# About this exercise
Look through the data below and show every line that includes "arch".

========================================

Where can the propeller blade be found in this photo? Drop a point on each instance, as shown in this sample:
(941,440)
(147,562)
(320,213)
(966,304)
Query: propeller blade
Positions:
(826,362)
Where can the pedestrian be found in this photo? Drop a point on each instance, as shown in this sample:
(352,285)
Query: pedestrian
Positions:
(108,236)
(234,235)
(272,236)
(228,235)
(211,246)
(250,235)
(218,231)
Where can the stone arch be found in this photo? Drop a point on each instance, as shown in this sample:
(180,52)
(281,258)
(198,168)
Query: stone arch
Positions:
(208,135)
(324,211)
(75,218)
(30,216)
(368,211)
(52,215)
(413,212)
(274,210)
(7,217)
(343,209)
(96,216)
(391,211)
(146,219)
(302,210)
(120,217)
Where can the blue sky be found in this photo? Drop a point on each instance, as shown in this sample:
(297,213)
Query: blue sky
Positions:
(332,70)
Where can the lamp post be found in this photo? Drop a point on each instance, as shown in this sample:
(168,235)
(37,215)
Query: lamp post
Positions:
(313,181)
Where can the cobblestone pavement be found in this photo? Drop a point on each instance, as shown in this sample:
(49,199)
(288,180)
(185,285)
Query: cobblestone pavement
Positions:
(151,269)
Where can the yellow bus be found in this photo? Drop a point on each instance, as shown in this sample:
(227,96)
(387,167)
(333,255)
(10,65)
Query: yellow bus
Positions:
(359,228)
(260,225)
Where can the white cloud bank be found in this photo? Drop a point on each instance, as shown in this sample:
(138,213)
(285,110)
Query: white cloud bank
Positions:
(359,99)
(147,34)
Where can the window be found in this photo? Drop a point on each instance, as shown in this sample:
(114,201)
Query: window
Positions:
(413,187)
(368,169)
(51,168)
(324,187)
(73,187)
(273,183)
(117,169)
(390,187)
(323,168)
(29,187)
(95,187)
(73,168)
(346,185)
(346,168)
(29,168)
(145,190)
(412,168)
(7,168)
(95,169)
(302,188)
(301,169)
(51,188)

========================================

# Output of the task
Where can the stone arch be found in this photo? Drop a point on each instance, as shown in this sample:
Query: stone arch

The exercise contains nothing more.